# START OF SUPPLIED INFORMATION

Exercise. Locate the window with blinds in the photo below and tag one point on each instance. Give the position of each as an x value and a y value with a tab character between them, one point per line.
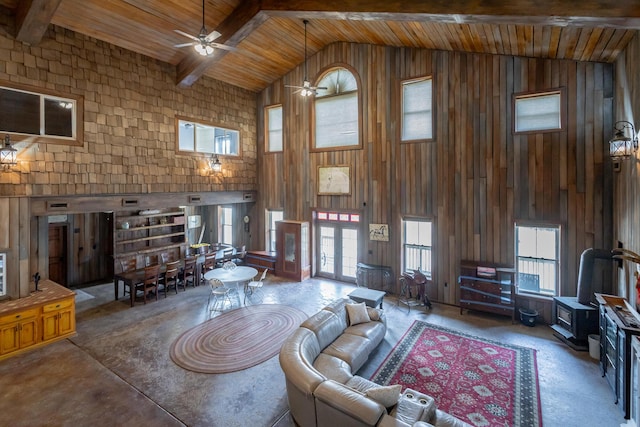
337	111
417	110
538	112
274	125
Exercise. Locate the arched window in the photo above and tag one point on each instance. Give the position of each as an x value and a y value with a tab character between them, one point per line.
337	111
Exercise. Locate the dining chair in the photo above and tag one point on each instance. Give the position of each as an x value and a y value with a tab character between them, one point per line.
172	277
150	282
219	296
255	287
189	274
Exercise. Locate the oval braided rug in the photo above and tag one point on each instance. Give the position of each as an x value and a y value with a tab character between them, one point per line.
237	339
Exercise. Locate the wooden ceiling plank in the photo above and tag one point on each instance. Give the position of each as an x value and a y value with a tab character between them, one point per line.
589	13
235	28
33	18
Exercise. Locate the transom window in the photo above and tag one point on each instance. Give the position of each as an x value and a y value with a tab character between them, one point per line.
538	112
198	137
274	125
538	259
27	111
417	109
417	244
338	216
337	115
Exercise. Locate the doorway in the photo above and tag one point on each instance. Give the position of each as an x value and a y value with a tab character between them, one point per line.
57	253
337	246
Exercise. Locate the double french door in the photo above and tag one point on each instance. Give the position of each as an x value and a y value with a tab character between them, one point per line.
337	251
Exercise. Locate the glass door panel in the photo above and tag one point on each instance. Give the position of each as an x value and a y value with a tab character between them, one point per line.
349	253
327	251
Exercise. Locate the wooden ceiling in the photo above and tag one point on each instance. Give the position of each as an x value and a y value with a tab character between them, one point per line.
269	34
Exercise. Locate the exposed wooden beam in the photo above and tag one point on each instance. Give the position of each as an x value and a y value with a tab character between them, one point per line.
547	12
33	18
235	28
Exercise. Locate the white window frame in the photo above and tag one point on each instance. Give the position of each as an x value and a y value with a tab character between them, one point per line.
207	138
274	129
538	270
343	135
74	104
225	224
271	216
539	112
422	109
420	244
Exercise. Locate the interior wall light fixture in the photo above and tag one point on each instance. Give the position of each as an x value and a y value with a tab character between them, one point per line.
215	164
622	146
8	155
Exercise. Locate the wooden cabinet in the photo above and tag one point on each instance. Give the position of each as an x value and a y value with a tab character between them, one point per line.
261	260
148	234
58	319
619	323
40	319
292	247
488	287
18	330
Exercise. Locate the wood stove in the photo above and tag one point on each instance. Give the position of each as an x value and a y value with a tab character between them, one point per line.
577	317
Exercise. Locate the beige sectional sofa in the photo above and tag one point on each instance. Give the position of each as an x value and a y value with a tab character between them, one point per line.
319	361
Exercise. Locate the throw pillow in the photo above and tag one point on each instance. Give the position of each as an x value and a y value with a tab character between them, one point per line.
357	313
385	395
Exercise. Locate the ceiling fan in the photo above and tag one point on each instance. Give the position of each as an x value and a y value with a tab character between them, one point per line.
203	43
306	89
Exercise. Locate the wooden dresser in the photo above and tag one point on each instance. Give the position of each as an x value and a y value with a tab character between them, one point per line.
40	319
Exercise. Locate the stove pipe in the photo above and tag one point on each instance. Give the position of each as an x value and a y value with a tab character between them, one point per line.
586	271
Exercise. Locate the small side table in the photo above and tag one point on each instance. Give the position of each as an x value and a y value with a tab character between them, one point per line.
370	297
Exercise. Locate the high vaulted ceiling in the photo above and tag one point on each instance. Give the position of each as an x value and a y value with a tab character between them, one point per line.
269	34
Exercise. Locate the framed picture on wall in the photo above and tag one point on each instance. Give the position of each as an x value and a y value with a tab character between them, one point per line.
334	180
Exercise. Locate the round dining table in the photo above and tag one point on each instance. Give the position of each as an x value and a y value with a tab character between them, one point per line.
237	275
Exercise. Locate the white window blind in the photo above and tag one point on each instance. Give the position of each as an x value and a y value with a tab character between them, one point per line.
417	116
337	121
274	132
538	112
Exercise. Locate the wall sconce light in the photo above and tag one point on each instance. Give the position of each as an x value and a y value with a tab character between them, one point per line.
622	146
8	154
215	164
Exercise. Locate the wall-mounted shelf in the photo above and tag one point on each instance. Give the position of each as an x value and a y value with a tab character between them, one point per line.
140	236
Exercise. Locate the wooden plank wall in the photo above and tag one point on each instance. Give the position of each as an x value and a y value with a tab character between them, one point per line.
476	178
627	181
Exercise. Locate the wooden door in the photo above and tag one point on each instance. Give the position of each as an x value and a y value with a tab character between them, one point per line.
57	253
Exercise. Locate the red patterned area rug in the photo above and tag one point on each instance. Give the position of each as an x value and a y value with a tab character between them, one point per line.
482	382
237	339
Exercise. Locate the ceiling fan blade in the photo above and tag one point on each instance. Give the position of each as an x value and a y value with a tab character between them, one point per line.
187	35
222	46
212	36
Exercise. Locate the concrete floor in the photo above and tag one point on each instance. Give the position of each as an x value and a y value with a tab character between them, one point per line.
117	370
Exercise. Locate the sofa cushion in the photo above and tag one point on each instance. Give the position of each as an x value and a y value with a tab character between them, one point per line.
385	395
352	349
373	331
325	325
357	313
361	384
333	368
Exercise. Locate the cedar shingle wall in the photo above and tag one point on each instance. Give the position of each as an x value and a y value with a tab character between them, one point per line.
130	104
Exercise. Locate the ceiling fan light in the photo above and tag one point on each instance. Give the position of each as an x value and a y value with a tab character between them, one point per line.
203	49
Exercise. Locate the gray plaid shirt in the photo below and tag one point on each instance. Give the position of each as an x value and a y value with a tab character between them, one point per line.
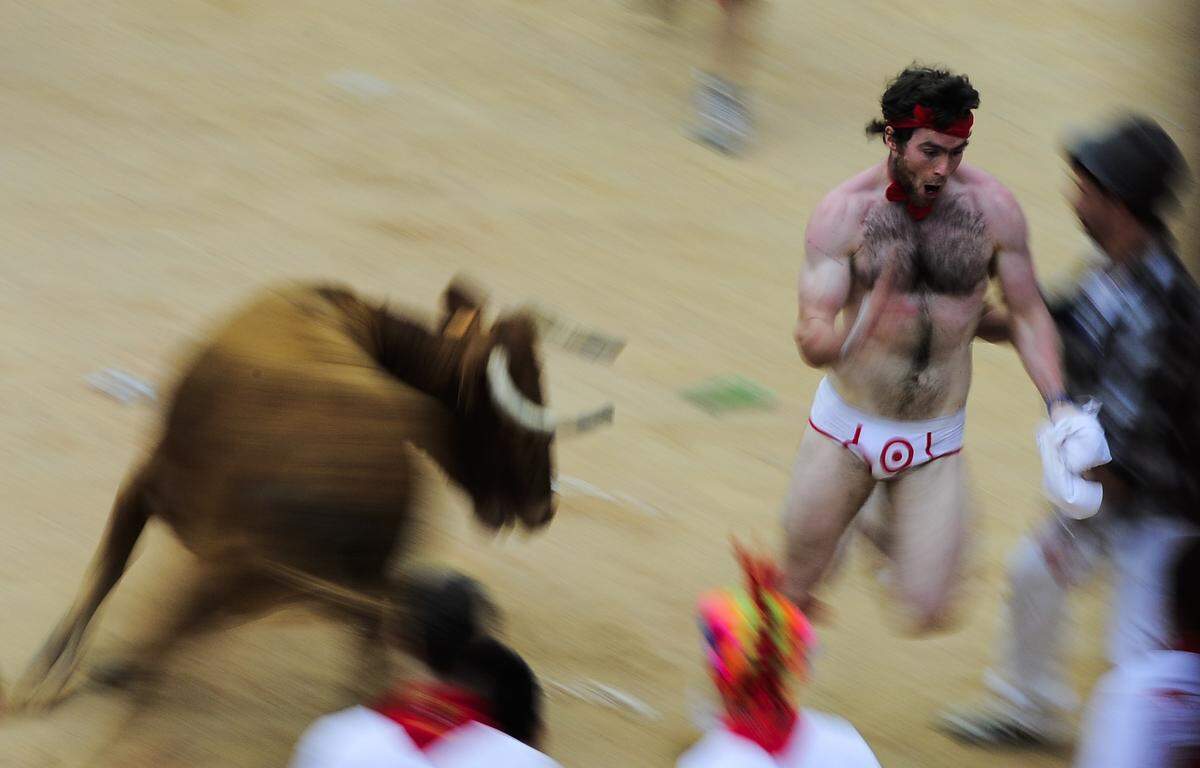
1132	341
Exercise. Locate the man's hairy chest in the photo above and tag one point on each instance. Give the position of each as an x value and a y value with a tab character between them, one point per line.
947	253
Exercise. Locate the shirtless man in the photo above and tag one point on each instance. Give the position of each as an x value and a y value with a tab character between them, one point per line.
905	251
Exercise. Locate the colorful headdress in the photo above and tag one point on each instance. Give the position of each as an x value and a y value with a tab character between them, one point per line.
755	637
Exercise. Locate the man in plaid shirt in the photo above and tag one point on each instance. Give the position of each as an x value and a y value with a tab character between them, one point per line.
1131	333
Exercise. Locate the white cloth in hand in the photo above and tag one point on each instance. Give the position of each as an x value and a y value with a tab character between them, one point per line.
1069	447
1081	438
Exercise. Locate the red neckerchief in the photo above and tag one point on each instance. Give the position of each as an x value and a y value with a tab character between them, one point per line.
897	193
427	712
767	724
923	118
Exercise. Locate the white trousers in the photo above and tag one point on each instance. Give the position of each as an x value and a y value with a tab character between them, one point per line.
1063	553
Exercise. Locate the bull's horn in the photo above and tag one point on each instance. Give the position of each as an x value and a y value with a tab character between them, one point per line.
529	414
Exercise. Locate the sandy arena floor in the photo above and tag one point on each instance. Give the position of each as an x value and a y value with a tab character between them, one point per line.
163	160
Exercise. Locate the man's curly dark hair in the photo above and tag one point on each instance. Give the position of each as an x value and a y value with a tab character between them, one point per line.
951	96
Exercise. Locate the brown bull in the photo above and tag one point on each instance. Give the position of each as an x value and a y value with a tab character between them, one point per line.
291	447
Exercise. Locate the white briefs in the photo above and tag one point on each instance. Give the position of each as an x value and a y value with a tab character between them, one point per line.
888	448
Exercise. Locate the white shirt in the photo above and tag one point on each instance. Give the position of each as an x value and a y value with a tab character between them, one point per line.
820	741
363	738
1145	714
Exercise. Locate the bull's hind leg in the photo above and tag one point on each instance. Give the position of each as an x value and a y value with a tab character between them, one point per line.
51	669
225	595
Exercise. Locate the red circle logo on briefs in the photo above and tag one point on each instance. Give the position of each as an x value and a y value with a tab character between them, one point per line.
897	455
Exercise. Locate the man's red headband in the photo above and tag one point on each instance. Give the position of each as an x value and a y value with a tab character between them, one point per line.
923	118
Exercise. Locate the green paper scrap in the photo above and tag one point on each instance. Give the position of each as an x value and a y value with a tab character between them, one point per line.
730	393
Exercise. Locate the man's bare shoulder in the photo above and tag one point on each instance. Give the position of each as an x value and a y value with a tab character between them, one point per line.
995	202
837	221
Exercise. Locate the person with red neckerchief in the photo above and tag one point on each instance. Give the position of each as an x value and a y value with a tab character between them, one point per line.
903	255
483	709
756	643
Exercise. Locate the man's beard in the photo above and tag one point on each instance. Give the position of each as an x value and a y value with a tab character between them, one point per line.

# END OF SUPPLIED INFORMATION

#### WHAT IS NEEDED
Look above for the line that holds "Exercise. Locate the green", then copy it and each line after it exactly, through the last line of the data.

#### ANSWER
Exercise. Locate the green paper scrap in the photo above and tag one point on each instance. Give the position of each as an x value and a y value with a tab character between them, one point per line.
730	393
Exercise. Locate the man's bare shoulder in the photo above and tag one point on each instance. Give the position of each as an x value and a y value with a tab character between them, one point per line.
995	202
837	221
Exercise. Locate the person with red neckerchief in the photo above and tag one point on each instance. Give the position of each as an x value and a y value with a tab character between them, one point per line.
903	255
483	709
756	643
Exercise. Locate the man's beard in the photo above and tag one point on each instance. Give the position of each as an x value and a y value with a tab character between them, one point per line.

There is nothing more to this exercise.